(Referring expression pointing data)
<<<<

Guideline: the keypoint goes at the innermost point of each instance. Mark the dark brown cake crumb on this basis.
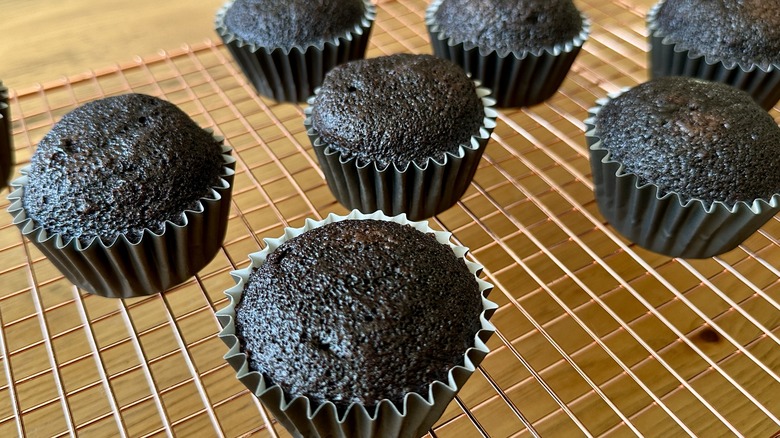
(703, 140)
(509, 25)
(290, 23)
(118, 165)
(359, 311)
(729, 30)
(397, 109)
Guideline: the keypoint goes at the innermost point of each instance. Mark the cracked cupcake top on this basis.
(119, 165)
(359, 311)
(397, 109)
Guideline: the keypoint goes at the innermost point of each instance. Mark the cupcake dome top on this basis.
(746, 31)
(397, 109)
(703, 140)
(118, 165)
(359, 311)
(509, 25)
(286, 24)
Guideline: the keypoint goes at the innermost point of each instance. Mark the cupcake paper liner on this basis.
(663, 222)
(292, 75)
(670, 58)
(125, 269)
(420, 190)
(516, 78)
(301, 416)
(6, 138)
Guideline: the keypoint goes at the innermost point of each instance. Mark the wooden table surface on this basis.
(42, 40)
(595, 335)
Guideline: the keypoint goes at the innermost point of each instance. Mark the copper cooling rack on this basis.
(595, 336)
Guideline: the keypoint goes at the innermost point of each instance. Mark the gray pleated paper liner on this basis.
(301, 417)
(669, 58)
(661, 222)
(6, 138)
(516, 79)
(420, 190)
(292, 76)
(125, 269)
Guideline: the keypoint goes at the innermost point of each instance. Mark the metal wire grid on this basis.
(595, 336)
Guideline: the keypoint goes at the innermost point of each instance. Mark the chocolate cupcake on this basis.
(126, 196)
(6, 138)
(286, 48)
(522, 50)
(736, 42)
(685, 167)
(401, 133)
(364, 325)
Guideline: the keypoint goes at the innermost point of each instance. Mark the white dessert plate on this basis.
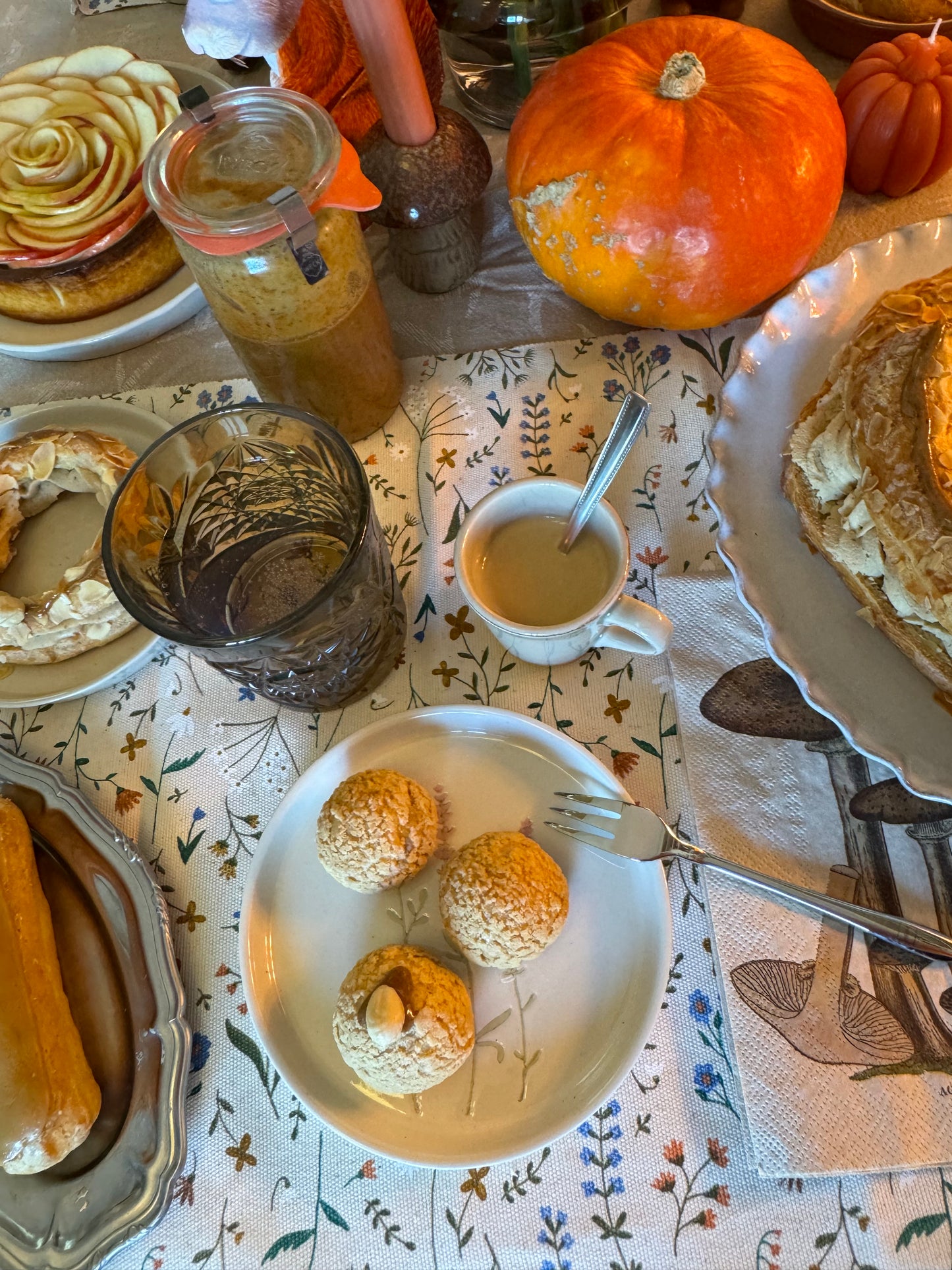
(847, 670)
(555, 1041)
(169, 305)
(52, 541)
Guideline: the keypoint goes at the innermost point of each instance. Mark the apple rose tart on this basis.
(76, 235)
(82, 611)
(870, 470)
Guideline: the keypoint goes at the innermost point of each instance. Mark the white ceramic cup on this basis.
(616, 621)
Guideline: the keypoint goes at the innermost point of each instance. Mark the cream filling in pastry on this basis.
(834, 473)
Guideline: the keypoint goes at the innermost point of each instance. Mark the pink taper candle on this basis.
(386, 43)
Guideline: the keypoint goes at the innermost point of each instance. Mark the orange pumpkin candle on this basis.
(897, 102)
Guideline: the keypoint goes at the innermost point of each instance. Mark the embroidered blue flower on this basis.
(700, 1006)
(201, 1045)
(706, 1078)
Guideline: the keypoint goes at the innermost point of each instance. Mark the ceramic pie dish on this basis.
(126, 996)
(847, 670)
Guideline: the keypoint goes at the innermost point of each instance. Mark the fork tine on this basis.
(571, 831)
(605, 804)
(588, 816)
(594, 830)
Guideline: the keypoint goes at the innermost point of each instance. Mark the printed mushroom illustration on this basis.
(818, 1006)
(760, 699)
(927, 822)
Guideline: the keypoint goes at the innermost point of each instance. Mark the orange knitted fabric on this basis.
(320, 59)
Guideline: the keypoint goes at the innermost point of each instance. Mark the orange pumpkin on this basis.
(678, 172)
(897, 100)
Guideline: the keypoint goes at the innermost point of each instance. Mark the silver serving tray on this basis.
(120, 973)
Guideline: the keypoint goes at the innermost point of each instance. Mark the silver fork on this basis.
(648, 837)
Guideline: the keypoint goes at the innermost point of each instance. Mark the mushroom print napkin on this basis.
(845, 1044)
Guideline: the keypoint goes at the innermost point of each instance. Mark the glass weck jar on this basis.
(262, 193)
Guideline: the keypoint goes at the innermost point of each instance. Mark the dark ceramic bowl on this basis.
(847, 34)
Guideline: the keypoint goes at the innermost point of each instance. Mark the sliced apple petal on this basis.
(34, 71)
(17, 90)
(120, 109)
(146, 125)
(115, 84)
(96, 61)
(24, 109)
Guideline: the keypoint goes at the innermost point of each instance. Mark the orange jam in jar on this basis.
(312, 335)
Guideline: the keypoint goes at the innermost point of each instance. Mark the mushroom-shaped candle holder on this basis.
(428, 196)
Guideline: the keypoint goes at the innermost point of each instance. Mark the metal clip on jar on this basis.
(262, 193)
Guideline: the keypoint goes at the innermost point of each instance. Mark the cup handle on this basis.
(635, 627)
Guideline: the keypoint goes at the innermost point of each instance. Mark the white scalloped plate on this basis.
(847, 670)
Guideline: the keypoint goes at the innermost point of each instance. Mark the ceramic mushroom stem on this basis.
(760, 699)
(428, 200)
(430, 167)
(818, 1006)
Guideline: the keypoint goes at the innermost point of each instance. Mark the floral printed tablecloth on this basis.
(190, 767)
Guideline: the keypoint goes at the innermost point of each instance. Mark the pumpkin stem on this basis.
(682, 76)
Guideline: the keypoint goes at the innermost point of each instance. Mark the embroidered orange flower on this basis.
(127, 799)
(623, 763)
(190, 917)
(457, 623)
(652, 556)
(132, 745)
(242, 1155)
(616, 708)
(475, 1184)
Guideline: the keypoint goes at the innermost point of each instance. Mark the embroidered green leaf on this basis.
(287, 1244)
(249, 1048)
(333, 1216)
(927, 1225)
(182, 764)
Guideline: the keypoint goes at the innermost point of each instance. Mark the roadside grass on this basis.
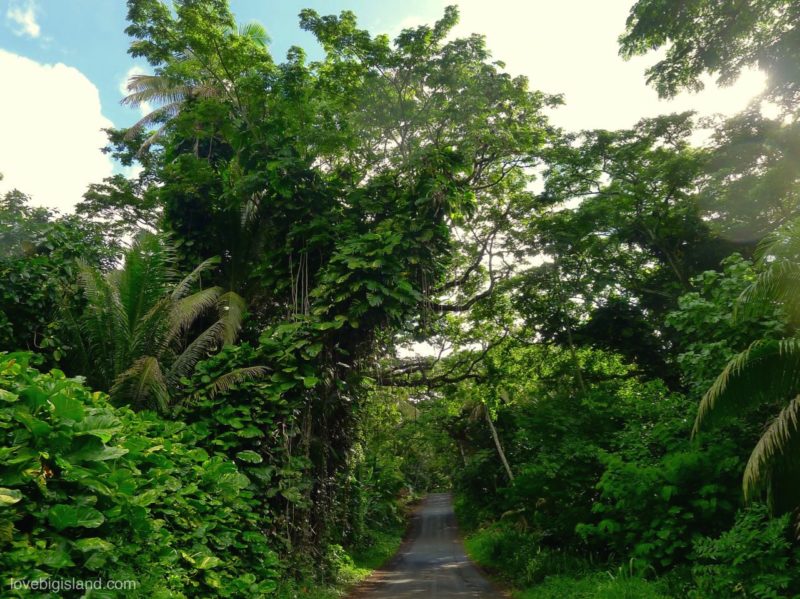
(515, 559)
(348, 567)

>>>>

The lines from the one that contains "napkin on this basis." through the end of the data, repeated exactly and with no pictures, make up the whole answer.

Guideline: the keypoint goes at the innermost point of each instance. Mark the mushroom print napkin on this basis.
(845, 1044)
Guideline: the keypoint goes at the innermost point of each instance. Mark the glass weck jar on this basis.
(262, 193)
Guideline: the keypoint goes at the innermost point of each instance. Mark the dark ceramic bowl on this basis.
(847, 34)
Guideline: the keypoint goes at the innermost point of each instance. Mark the sliced apple petal on this basis.
(34, 71)
(17, 90)
(120, 109)
(146, 125)
(115, 84)
(96, 61)
(24, 109)
Guideline: the keypoint goes at the innermost point of each instance. Mark the orange jam in jar on this basis.
(312, 335)
Guideline: the keypoint goes at the innermost point of each instance. Mark the mushroom-shaped candle holder on this basis.
(428, 196)
Guideline: the keypoint goes at the innermost point of each instance. Mark the metal clip on jar on this basis.
(262, 193)
Guideline: the keypoint goes at the innermost point of each instance. Mark the cup handle on this basis.
(635, 627)
Guideline: the keypoint goes at the innermost point of each instance. Mark the white scalloped plate on this basis.
(847, 670)
Guideline: the keypoint goes at the innermost point of each instance. Mark the ceramic mushroom stem on this basis.
(760, 699)
(428, 200)
(430, 167)
(818, 1006)
Guideline: the keypoint goes at the innermost point of each instance. Mark the floral printed tablecloth on this basis.
(190, 767)
Guideline: the keypoint goes at the innermost point of each instance. Mark the pumpkin stem on this basis.
(682, 76)
Guideline: the keypoint goes at the innermost point of each instance. Mark the embroidered orange flower on this basis.
(127, 799)
(623, 763)
(190, 917)
(457, 623)
(652, 556)
(132, 745)
(242, 1155)
(616, 708)
(475, 1184)
Guideline: the keypoint goes at the innermost point of each instance. Mark the embroidered green leaf on this basis.
(287, 1244)
(249, 1048)
(333, 1216)
(927, 1225)
(182, 764)
Guideline: the keypoint goes at the innermost point of each instance. Mark the roadside grass on this basis.
(515, 559)
(348, 567)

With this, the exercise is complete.